─── MATERIAL PROVIDED

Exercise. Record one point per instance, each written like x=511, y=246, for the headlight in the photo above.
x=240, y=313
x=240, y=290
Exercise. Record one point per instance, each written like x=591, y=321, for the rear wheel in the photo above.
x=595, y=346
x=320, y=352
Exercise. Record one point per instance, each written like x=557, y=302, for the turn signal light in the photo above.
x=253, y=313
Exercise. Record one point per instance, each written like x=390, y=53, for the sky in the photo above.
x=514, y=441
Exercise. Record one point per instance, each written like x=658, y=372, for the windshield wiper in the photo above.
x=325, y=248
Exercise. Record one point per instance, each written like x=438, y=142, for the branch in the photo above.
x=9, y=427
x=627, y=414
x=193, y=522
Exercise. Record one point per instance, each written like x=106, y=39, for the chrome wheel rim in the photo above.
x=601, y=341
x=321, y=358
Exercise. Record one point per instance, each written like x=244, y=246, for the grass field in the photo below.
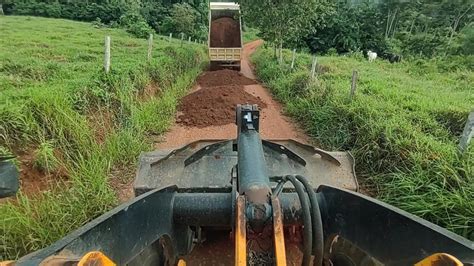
x=403, y=126
x=60, y=111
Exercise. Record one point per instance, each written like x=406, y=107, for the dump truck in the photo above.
x=225, y=35
x=260, y=194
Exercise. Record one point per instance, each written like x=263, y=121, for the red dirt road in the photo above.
x=273, y=125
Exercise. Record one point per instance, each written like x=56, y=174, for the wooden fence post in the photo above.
x=107, y=54
x=150, y=46
x=353, y=84
x=280, y=54
x=293, y=59
x=468, y=133
x=313, y=67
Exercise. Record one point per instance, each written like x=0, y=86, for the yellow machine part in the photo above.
x=95, y=258
x=440, y=259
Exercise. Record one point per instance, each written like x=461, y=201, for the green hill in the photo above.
x=78, y=131
x=403, y=127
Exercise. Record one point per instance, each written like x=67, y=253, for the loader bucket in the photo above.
x=208, y=165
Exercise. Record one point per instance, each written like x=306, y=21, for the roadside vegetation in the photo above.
x=138, y=17
x=403, y=126
x=80, y=126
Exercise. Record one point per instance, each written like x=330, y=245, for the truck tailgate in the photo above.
x=225, y=54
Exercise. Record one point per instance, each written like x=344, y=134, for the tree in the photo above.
x=280, y=21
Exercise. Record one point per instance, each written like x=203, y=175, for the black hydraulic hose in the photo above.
x=308, y=234
x=317, y=223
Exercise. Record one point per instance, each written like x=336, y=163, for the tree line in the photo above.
x=422, y=28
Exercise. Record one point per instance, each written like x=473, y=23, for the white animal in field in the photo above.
x=371, y=55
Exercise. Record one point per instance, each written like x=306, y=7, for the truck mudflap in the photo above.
x=208, y=164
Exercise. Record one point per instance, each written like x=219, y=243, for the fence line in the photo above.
x=107, y=54
x=468, y=133
x=353, y=84
x=313, y=67
x=150, y=47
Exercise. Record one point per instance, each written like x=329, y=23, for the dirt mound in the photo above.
x=214, y=106
x=225, y=32
x=223, y=78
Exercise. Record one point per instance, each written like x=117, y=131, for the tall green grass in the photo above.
x=403, y=127
x=51, y=87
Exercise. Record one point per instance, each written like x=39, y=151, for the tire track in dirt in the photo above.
x=273, y=124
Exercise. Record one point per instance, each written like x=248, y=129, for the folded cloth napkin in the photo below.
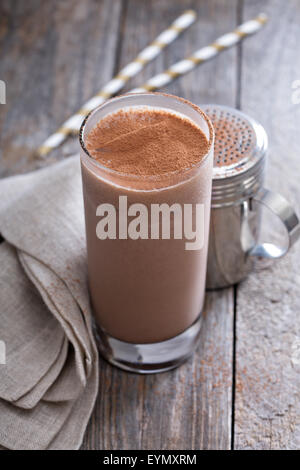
x=49, y=375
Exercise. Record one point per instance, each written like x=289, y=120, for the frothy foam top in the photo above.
x=146, y=142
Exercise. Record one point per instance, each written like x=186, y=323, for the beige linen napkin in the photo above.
x=49, y=382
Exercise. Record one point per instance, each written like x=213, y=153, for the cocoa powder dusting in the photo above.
x=146, y=142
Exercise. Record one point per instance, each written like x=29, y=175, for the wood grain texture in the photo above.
x=268, y=324
x=53, y=56
x=189, y=408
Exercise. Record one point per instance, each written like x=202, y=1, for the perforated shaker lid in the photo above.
x=240, y=141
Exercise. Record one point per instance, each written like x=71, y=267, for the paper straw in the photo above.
x=203, y=54
x=113, y=86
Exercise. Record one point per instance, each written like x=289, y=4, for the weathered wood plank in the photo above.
x=53, y=56
x=189, y=408
x=268, y=323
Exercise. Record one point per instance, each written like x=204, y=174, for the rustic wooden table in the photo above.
x=241, y=389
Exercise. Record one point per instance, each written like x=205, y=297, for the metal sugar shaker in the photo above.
x=237, y=197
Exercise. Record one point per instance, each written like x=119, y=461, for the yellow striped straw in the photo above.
x=203, y=54
x=113, y=86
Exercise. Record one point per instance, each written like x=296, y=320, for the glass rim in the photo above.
x=148, y=178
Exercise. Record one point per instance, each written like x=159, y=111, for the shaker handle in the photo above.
x=282, y=209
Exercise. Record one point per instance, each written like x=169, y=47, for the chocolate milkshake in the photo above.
x=142, y=153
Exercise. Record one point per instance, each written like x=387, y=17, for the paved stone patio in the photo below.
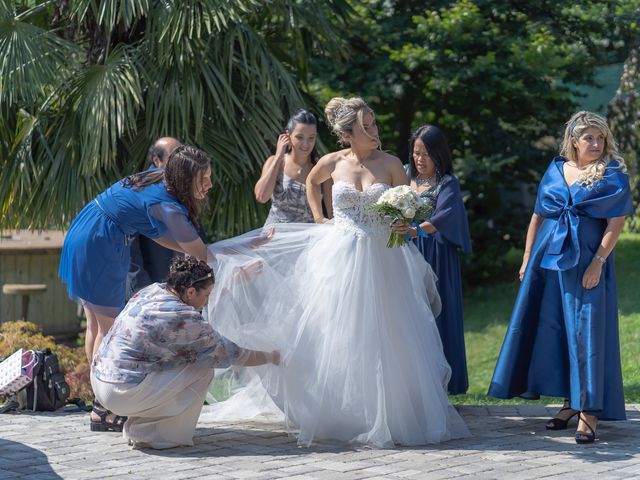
x=508, y=442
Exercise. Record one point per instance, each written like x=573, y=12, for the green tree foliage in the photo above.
x=498, y=76
x=86, y=85
x=624, y=110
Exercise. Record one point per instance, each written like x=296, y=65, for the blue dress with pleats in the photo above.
x=440, y=249
x=562, y=340
x=96, y=252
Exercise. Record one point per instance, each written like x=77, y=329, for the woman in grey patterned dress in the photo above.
x=285, y=173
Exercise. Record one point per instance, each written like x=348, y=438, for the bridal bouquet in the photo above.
x=401, y=203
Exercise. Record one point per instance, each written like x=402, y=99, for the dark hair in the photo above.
x=183, y=167
x=186, y=272
x=306, y=118
x=155, y=151
x=436, y=144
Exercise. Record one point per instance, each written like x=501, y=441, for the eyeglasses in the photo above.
x=207, y=276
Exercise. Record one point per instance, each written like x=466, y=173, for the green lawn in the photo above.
x=487, y=311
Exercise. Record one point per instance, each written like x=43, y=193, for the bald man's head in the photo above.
x=161, y=149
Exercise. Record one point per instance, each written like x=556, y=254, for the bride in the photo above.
x=362, y=358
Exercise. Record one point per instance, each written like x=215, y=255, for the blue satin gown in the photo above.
x=440, y=249
x=562, y=340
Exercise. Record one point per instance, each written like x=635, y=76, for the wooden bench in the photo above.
x=25, y=290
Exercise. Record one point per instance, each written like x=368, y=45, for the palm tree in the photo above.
x=86, y=85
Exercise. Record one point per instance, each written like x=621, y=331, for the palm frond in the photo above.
x=101, y=104
x=109, y=13
x=32, y=61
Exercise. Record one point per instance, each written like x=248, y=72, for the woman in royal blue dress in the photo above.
x=562, y=340
x=430, y=171
x=161, y=204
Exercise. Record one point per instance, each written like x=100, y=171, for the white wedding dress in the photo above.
x=362, y=358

──────

> **EXERCISE REQUIREMENTS**: Print the material above again line for line, omitting the pictures.

> **WRITTEN RESPONSE**:
Exercise. Record one point per instance, each written like x=511, y=246, for the headlight in the photo above.
x=240, y=313
x=240, y=290
Exercise. Record one point per instance, each written like x=591, y=321, for the rear wheel in the photo above.
x=595, y=346
x=320, y=352
Exercise. Record one point per instance, each written like x=557, y=302, for the turn signal light in the photo above.
x=253, y=313
Exercise. Record one point per instance, each written like x=390, y=53, for the sky in the photo above.
x=514, y=441
Exercise. Record one point per instance, each written like x=658, y=372, for the windshield wiper in the photo above.
x=325, y=248
Exercise. Record one point per instance, each written like x=438, y=142, for the branch in the photo above.
x=9, y=427
x=627, y=414
x=193, y=522
Exercise. Record one point per instance, each written like x=106, y=39, for the chrome wheel rim in the photo above.
x=601, y=341
x=321, y=358
Exercise. Record one point per instance, each written like x=244, y=246, for the grass field in the photo below.
x=403, y=126
x=60, y=111
Exercise. Record one point per instance, each written like x=406, y=107, for the dump truck in the photo above.
x=225, y=35
x=260, y=194
Exercise. Record one point per instance, each written like x=263, y=121, for the red dirt road in the photo above.
x=273, y=125
Exercise. Record one point per instance, each written like x=56, y=174, for the wooden fence post in the photo above.
x=107, y=54
x=150, y=46
x=353, y=84
x=280, y=54
x=293, y=59
x=468, y=133
x=313, y=67
Exercise. Record one point per instance, each written like x=0, y=86, for the yellow machine part in the photo above.
x=95, y=258
x=440, y=259
Exercise. Record one point per instance, each written like x=461, y=201, for the green hill in the photo above.
x=78, y=131
x=403, y=127
Exercise. Record one point per instance, each written like x=67, y=253, for the loader bucket in the photo above.
x=208, y=165
Exercise. Record one point per instance, each written like x=306, y=21, for the roadside vegetation in the photo above.
x=138, y=17
x=403, y=126
x=80, y=126
Exercise. Record one point per instance, each written like x=330, y=245, for the truck tailgate in the photo above.
x=225, y=54
Exercise. Record one point per instance, each written like x=344, y=134, for the tree in the photo above.
x=280, y=21
Exercise. Record one point per instance, each written like x=203, y=175, for the black hydraulic hose in the photo above.
x=308, y=234
x=317, y=223
Exercise. Record one point per instance, each written like x=336, y=163, for the tree line in the photo above.
x=422, y=28
Exercise. Record one point per instance, each written like x=473, y=23, for the white animal in field in the photo above.
x=371, y=55
Exercise. Record one point per instance, each written like x=306, y=7, for the truck mudflap in the photo above.
x=208, y=164
Exercise. Record one point per instance, each written like x=219, y=243, for the fence line in the photo above.
x=107, y=54
x=468, y=133
x=353, y=84
x=313, y=67
x=150, y=47
Exercise. Record one point per instance, each written like x=329, y=23, for the dirt mound in the photo above.
x=214, y=106
x=225, y=32
x=223, y=78
Exercise. Record one point per instance, each written like x=117, y=131, for the tall green grass in the photo above.
x=403, y=127
x=51, y=87
Exercise. Record one point per instance, each written like x=39, y=151, for the tire track in dirt in the photo above.
x=273, y=124
Exercise. Record one point per instance, each written like x=248, y=129, for the folded cloth napkin in the photo below.
x=49, y=375
Exercise. Record one point per instance, each written like x=289, y=120, for the frothy foam top in the photo above.
x=146, y=142
Exercise. Record one point per instance, each written like x=186, y=323, for the beige linen napkin in the photo above.
x=49, y=382
Exercise. Record one point per instance, each written like x=213, y=153, for the cocoa powder dusting in the photo above.
x=146, y=142
Exercise. Record one point per instance, each written like x=29, y=175, for the wood grain texture in the photo above.
x=268, y=324
x=53, y=56
x=189, y=408
Exercise. Record one point per instance, each written like x=202, y=1, for the perforated shaker lid in the photo above.
x=240, y=141
Exercise. Record one point per instance, each written like x=71, y=267, for the paper straw in the photo above.
x=203, y=54
x=113, y=86
Exercise. Record one point per instance, each written like x=289, y=4, for the weathered wood plank in the photo above.
x=53, y=56
x=189, y=408
x=268, y=323
Exercise. Record one point per instance, each written like x=204, y=174, for the rustic wooden table in the photo above.
x=241, y=389
Exercise. Record one point per instance, each written like x=205, y=297, for the metal sugar shaker in the photo above.
x=237, y=197
Exercise. Record one point per instance, each written like x=119, y=461, for the yellow striped straw in the photo above.
x=203, y=54
x=113, y=86
Exercise. Record one point per instance, each written like x=296, y=320, for the glass rim in the photo above.
x=148, y=178
Exercise. Record one point per instance, each written like x=159, y=111, for the shaker handle in the photo above.
x=282, y=209
Exercise. Record one point per instance, each written like x=169, y=47, for the chocolate milkshake in the photo above.
x=142, y=153
Exercise. Record one point per instance, each written like x=387, y=17, for the paved stone patio in the photo below.
x=508, y=442
Exercise. Record one point per instance, each written like x=573, y=12, for the green tree foliage in the photo above.
x=498, y=76
x=86, y=85
x=624, y=110
Exercise. Record one point per instance, each written like x=296, y=65, for the blue dress with pleats in the photo above.
x=440, y=249
x=562, y=340
x=96, y=252
Exercise. Record one point per instance, each written like x=77, y=329, for the woman in grey patterned dress in the photo above.
x=285, y=173
Exercise. Record one point per instance, each written like x=348, y=438, for the bridal bouquet in the photo above.
x=401, y=203
Exercise. Record one point per instance, each written like x=402, y=99, for the dark hair in the photo above.
x=183, y=167
x=186, y=272
x=306, y=118
x=155, y=151
x=436, y=144
Exercise. Record one point per instance, each written like x=501, y=441, for the eyeglasses in the photo above.
x=207, y=276
Exercise. Record one point per instance, each written like x=466, y=173, for the green lawn in the photo above.
x=487, y=311
Exercise. Record one point per instance, each written like x=43, y=193, for the bald man's head in the photo above.
x=161, y=149
Exercise. Record one point per instance, each written like x=556, y=254, for the bride in the photo above.
x=362, y=358
Exercise. Record one point per instance, each written like x=215, y=255, for the blue satin gown in the photo above.
x=440, y=249
x=562, y=340
Exercise. Record one point per instance, each written like x=635, y=76, for the wooden bench in the photo above.
x=25, y=290
Exercise. Record one point per instance, each written like x=368, y=45, for the palm tree in the photo above.
x=86, y=85
Exercise. Record one point per instance, each written like x=621, y=331, for the palm frond in the photo above.
x=101, y=104
x=109, y=13
x=32, y=61
Exercise. Record one point per instance, each written like x=248, y=72, for the woman in royal blue dress in the photo above.
x=562, y=340
x=430, y=171
x=161, y=204
Exercise. Record one point per instance, each written like x=100, y=171, for the white wedding dress in the photo above.
x=362, y=358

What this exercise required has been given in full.